▸ **What needs to be done**: List every line in the items below that contains the string "green", matching case exactly.

Dataset items about where objects are located:

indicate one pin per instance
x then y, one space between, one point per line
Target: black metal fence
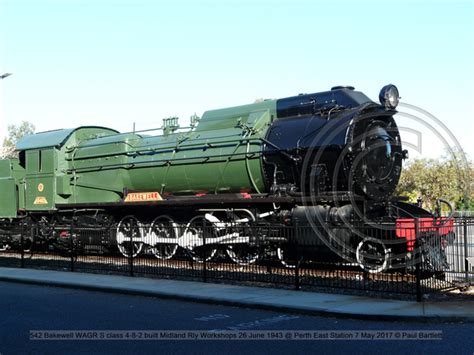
264 255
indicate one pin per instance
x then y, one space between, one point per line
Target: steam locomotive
317 164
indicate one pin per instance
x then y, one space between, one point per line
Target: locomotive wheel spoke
243 254
130 229
287 256
164 227
199 227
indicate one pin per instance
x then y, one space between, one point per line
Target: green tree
448 178
15 133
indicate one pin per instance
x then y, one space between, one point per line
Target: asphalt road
30 313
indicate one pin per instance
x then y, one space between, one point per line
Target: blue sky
115 62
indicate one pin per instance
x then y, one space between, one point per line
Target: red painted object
405 228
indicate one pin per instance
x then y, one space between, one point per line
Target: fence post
418 262
466 252
24 228
204 265
130 251
297 261
71 242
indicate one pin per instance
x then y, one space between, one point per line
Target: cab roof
57 138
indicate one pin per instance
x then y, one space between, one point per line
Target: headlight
389 96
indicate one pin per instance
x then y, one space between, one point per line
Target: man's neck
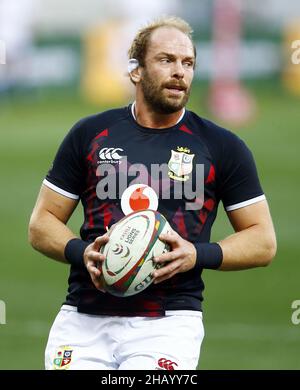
148 118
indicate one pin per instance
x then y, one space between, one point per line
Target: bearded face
164 97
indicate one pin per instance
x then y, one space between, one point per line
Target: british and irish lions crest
180 164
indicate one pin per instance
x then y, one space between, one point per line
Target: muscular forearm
48 235
249 248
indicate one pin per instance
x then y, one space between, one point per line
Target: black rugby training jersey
109 161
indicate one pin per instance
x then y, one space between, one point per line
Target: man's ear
136 75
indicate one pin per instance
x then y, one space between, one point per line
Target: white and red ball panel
128 267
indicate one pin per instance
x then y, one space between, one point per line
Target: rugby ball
133 243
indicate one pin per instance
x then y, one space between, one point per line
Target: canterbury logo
110 153
167 364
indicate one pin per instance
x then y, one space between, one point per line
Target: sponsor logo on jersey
180 164
110 155
166 364
63 358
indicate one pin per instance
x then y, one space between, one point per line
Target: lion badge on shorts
63 358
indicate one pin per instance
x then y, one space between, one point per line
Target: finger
168 256
95 256
169 276
170 238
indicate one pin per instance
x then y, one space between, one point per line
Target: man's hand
181 258
93 260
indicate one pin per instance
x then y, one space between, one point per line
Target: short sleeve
66 176
239 185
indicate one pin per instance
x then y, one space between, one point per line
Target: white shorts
89 342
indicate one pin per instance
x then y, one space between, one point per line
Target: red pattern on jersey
185 129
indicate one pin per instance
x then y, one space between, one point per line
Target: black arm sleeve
67 171
239 178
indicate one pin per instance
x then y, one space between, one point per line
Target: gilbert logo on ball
138 197
133 243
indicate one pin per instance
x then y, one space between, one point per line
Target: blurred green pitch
247 314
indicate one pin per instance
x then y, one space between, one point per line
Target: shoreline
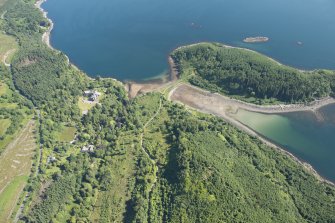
173 75
201 101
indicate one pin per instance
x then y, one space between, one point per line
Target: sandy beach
135 89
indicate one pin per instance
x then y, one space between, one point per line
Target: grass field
110 205
8 105
4 124
15 167
85 105
66 134
8 45
3 88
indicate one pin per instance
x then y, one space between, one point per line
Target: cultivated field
8 45
15 167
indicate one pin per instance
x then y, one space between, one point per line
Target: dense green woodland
192 167
250 75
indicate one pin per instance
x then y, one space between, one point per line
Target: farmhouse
88 149
92 95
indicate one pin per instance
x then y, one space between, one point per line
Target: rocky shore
257 39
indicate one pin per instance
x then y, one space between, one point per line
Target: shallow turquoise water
131 39
308 137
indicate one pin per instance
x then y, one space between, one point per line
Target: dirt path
218 105
152 159
4 59
47 33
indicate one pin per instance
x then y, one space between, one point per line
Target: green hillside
151 160
250 76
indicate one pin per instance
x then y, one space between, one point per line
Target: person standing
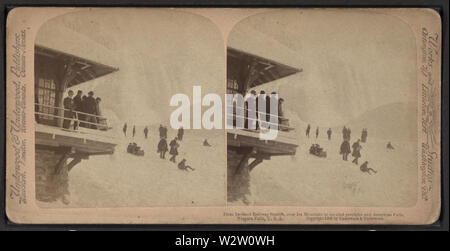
356 151
173 149
125 126
78 108
68 109
161 131
180 133
146 132
162 148
182 166
345 150
100 120
365 169
364 135
84 111
91 106
260 102
329 133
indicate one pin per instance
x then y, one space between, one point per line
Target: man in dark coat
78 108
250 122
389 146
261 99
173 149
356 151
180 133
83 110
125 126
146 132
161 131
329 133
364 135
345 149
68 109
91 107
182 166
162 148
365 169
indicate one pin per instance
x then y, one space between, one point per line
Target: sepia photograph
102 92
347 109
264 116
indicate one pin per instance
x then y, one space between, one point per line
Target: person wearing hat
98 112
77 108
173 149
68 109
182 166
91 107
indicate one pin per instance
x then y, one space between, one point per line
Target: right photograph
340 89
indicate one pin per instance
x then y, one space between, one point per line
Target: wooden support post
62 160
254 163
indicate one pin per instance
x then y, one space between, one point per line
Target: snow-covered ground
125 180
306 180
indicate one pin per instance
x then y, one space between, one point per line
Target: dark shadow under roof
85 69
268 70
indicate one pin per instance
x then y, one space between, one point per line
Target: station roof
85 69
268 70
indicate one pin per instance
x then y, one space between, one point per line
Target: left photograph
104 80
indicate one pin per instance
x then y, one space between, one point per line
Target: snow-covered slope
125 180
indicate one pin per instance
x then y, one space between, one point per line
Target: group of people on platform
266 98
83 110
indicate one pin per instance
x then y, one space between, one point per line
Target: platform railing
74 117
280 125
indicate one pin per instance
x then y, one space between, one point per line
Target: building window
232 86
46 98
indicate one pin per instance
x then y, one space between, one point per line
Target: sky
158 53
353 62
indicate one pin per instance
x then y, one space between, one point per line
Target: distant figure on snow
146 132
356 151
205 143
345 149
180 133
125 129
364 135
162 132
389 146
182 166
173 149
162 148
346 133
366 169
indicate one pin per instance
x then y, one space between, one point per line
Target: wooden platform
88 141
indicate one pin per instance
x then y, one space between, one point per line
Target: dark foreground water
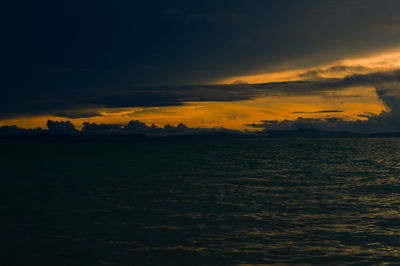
196 202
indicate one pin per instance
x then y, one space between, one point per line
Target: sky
243 65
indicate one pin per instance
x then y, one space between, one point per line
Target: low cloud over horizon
206 64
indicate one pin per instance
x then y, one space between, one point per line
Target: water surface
196 202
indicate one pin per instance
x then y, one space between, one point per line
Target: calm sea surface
196 202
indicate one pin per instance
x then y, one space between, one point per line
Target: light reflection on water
333 201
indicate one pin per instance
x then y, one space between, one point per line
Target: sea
201 201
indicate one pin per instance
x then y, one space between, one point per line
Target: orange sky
235 115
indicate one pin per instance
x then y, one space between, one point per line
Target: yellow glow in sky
349 103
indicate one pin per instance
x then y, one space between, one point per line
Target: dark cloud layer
62 57
133 127
70 102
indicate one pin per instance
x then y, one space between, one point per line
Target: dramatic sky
235 64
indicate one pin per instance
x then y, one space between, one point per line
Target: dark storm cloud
77 114
71 101
319 112
62 56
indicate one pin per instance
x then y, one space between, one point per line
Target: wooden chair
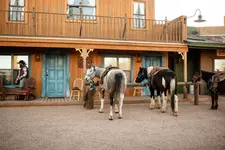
2 89
76 91
137 89
28 89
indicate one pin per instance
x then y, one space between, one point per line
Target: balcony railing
45 24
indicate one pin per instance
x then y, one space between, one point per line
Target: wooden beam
95 44
84 53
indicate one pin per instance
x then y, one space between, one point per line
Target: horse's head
142 74
197 76
91 71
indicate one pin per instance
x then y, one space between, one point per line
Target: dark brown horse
215 86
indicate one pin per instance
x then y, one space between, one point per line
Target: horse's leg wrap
102 101
111 113
111 107
116 108
152 100
121 105
216 100
152 103
176 105
159 100
164 99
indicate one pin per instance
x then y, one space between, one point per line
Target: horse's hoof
163 111
151 107
100 111
175 114
110 118
159 106
120 117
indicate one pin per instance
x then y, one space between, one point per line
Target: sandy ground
73 127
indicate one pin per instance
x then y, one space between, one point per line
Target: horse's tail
118 78
173 92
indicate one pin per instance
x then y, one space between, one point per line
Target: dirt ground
73 127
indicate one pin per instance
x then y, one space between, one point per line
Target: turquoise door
150 61
55 75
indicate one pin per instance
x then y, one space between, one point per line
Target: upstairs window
219 64
9 68
123 63
16 10
139 14
78 8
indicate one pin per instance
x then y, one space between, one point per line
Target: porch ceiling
91 43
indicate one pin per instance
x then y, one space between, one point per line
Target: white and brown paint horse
165 82
114 82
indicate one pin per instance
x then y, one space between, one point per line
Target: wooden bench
27 91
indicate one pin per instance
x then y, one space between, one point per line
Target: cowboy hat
21 62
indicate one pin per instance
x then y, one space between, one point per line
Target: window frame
82 16
117 59
138 19
13 85
214 67
17 6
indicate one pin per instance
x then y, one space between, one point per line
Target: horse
114 82
205 75
163 81
215 84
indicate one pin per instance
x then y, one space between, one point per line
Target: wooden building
206 50
54 37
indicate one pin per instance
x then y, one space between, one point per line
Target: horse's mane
206 75
207 72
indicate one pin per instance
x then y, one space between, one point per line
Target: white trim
212 34
94 40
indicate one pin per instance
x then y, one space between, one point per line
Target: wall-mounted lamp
199 16
37 57
139 58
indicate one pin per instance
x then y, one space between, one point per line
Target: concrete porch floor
66 101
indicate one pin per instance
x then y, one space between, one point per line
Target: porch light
199 16
139 58
37 57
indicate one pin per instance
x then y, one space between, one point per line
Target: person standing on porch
23 73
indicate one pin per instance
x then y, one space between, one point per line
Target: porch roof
19 41
196 40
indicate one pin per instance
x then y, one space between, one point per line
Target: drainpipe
84 54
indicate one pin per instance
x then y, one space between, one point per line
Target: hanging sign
220 52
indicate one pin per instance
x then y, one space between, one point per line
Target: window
219 64
78 8
9 68
16 10
123 63
139 14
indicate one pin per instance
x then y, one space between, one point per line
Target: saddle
154 72
107 69
218 77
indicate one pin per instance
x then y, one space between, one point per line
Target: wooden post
184 57
84 54
166 29
34 21
185 74
196 93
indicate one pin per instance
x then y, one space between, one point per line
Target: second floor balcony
46 24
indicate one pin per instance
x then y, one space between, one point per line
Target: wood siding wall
48 18
75 72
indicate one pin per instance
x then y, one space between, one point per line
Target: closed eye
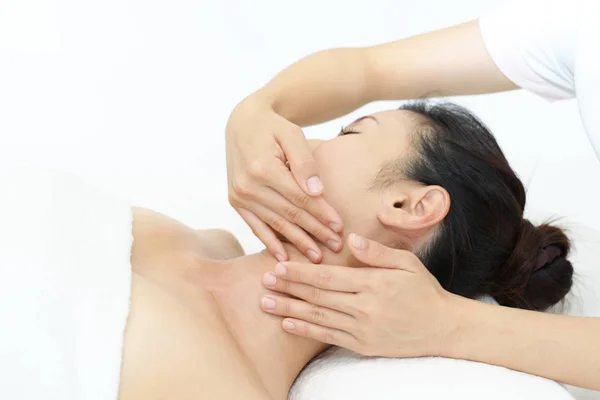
347 131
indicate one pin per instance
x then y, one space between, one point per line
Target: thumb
302 164
375 254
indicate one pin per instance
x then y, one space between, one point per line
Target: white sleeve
533 43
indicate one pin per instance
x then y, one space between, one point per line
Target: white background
134 96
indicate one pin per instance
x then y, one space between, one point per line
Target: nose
314 143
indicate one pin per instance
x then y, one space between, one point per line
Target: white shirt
551 48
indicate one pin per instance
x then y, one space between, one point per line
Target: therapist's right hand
269 196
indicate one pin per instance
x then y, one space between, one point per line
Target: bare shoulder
220 244
160 242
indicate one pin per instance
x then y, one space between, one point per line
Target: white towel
65 279
342 374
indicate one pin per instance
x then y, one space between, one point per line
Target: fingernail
334 244
358 242
269 279
314 184
335 227
313 255
269 303
280 269
289 325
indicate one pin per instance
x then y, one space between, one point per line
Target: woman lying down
427 178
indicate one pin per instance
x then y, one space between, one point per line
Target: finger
328 277
320 333
339 301
287 307
318 207
264 234
293 233
375 254
303 219
302 163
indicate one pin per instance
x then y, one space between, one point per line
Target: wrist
458 327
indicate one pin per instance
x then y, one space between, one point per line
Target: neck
278 356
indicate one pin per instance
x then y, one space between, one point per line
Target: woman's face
349 164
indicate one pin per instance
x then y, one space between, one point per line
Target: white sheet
342 374
64 287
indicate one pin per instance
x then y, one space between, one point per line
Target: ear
414 208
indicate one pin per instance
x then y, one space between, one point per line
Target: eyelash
347 131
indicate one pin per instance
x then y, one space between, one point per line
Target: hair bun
537 274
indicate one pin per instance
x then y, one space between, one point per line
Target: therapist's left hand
395 308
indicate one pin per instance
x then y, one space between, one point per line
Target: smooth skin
403 312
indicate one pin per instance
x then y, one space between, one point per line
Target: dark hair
484 245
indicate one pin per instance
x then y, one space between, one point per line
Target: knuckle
241 187
293 214
328 335
372 283
258 169
315 315
315 295
302 199
317 232
324 279
286 308
278 223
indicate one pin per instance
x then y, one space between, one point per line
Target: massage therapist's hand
267 194
395 308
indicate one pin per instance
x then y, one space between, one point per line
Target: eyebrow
366 117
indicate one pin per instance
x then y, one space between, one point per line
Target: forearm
562 348
319 87
332 83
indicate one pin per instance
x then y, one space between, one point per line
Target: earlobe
418 209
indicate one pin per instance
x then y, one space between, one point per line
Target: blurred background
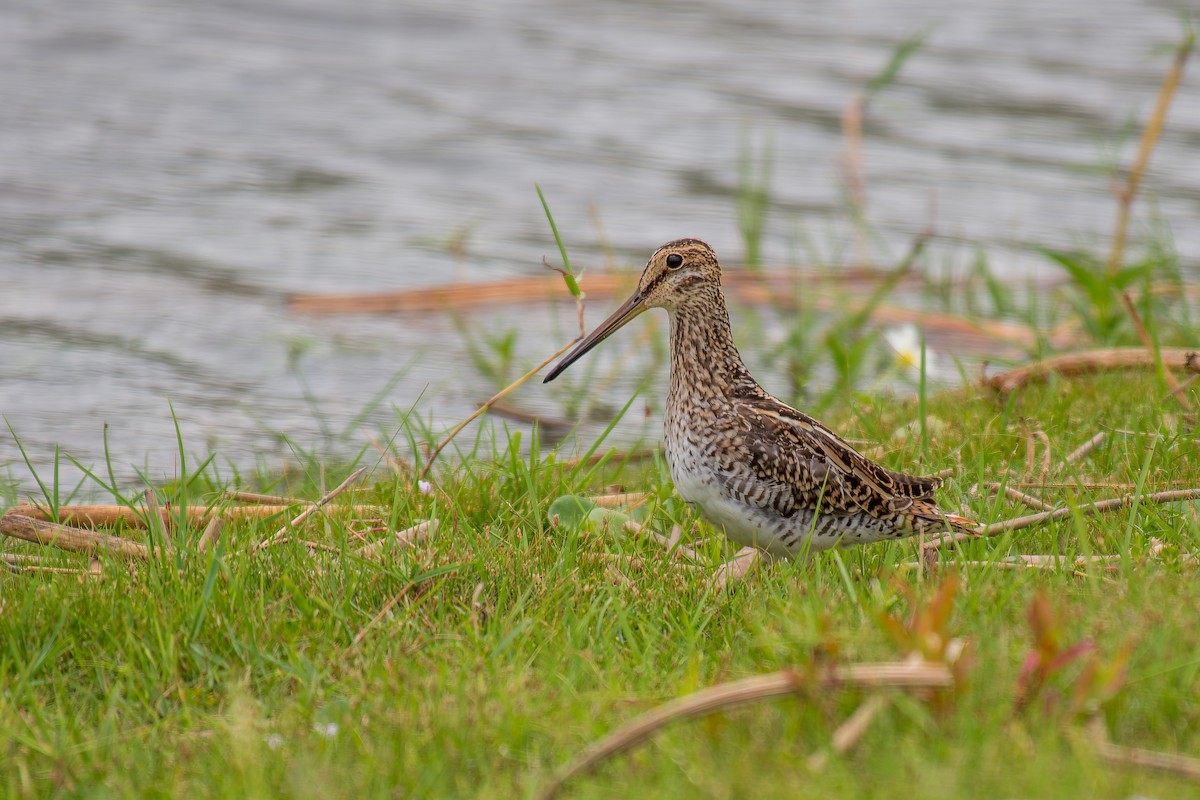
172 172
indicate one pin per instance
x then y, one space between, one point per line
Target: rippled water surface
171 170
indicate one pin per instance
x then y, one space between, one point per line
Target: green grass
479 663
511 648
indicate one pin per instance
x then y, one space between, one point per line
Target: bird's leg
737 567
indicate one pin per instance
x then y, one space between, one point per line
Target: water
171 172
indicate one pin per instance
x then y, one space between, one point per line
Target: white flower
906 342
327 729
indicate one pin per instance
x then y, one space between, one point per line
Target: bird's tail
961 523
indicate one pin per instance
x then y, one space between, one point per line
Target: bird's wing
791 461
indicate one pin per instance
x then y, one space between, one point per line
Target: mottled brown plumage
768 475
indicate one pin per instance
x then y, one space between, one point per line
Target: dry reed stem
1085 449
383 612
1144 335
406 539
155 512
311 510
504 392
1123 756
671 545
741 692
111 516
1155 125
744 286
552 426
1030 449
210 535
253 498
1020 497
71 539
850 732
1099 506
631 499
1087 362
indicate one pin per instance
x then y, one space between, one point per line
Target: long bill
628 311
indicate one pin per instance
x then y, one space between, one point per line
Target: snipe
768 475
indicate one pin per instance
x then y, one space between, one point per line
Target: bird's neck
705 361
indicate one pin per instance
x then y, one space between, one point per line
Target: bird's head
676 271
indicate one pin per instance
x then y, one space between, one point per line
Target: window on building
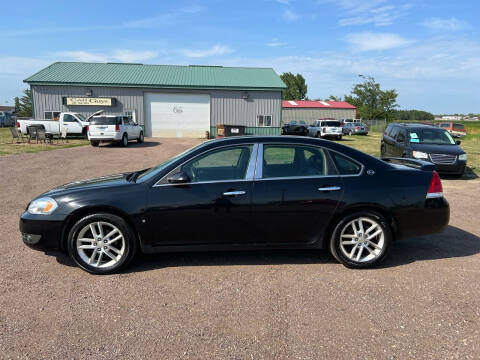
264 120
52 115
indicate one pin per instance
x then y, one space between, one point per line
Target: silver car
356 128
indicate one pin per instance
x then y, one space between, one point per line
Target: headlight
42 206
420 155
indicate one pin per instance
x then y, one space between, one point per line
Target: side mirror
179 178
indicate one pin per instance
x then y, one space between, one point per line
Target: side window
223 164
344 165
68 118
293 161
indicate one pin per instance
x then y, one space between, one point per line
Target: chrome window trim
255 146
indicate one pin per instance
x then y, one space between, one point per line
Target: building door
177 115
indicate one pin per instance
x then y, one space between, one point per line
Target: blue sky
428 50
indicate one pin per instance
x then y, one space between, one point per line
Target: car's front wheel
361 240
102 243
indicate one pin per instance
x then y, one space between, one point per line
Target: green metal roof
157 76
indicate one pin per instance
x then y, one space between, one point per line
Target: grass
371 145
7 148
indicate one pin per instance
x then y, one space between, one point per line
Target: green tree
296 87
371 101
25 105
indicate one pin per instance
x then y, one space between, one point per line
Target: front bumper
458 168
41 233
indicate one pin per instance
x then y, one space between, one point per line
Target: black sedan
295 127
243 193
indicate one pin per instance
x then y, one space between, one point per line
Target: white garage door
177 115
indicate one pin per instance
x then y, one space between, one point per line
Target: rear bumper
39 233
432 218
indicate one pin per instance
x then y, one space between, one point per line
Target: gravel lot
423 303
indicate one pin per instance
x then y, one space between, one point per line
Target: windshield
153 171
103 120
431 136
332 123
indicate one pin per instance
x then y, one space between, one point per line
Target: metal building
310 111
168 100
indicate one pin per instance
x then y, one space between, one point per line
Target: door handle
234 193
330 188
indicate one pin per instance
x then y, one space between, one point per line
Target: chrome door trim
234 193
330 188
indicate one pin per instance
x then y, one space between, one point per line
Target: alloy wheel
362 240
100 244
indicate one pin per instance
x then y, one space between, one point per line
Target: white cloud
367 41
275 43
217 49
376 12
120 55
290 16
451 24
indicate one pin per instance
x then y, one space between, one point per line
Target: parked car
424 142
243 192
455 129
352 128
111 128
326 129
6 119
295 127
75 123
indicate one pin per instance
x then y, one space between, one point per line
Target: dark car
424 142
295 127
243 193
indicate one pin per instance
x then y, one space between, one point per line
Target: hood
104 181
437 149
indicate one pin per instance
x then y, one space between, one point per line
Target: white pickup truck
75 123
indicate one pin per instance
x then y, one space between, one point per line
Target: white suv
109 128
326 128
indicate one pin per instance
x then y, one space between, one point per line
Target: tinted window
333 123
223 164
344 165
104 120
291 160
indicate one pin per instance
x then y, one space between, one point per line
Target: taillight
435 189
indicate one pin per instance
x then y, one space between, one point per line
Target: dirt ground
423 303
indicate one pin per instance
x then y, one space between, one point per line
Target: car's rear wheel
124 140
101 243
361 240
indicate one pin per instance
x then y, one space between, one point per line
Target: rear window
333 123
104 120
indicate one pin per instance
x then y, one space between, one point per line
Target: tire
96 260
124 141
359 252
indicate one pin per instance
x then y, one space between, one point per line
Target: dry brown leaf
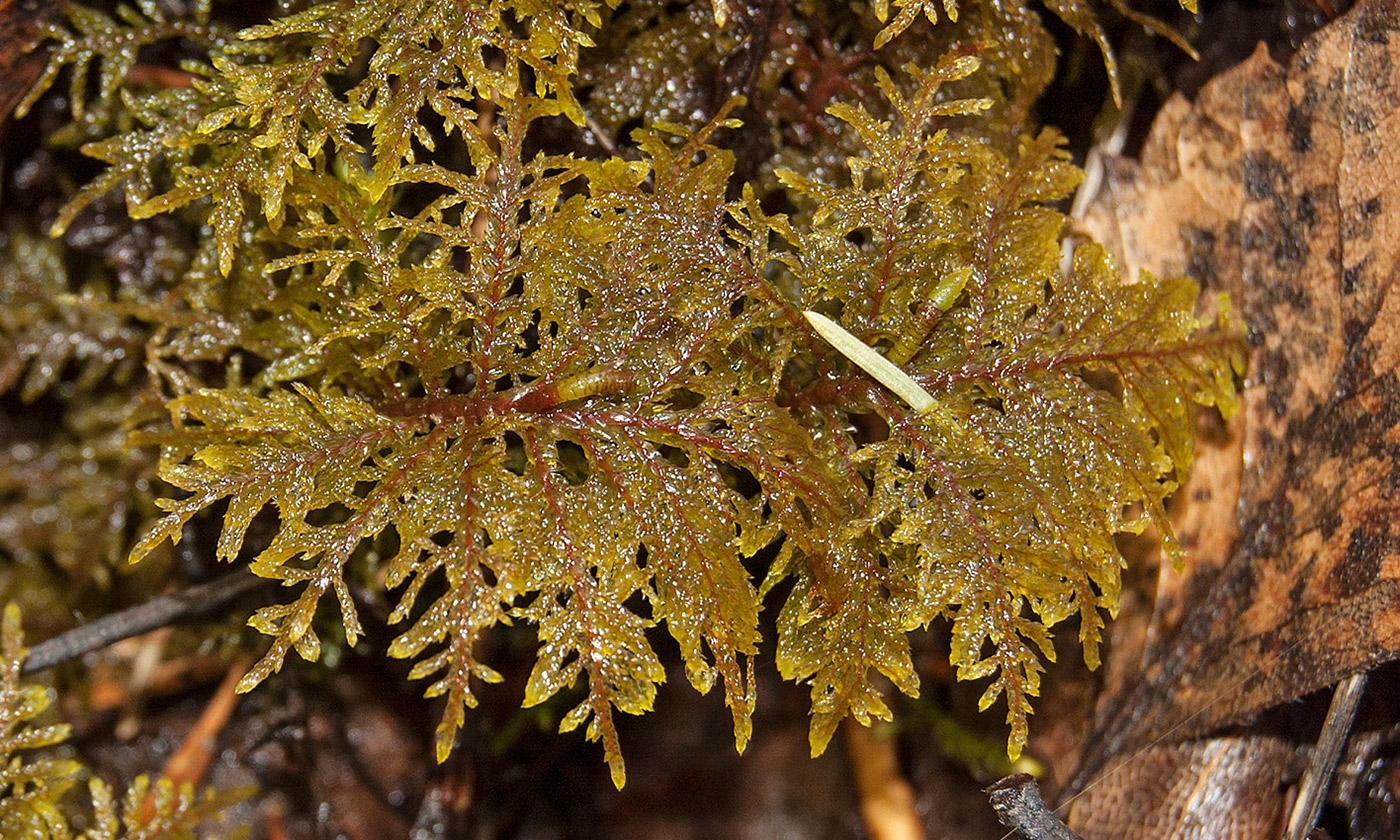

▸ **Result for this task**:
Target: green tree
Target: blurred green pitch
Target: dense green woodland
Target: green hillside
Target: green grass
Target: green metal roof
Target: green tree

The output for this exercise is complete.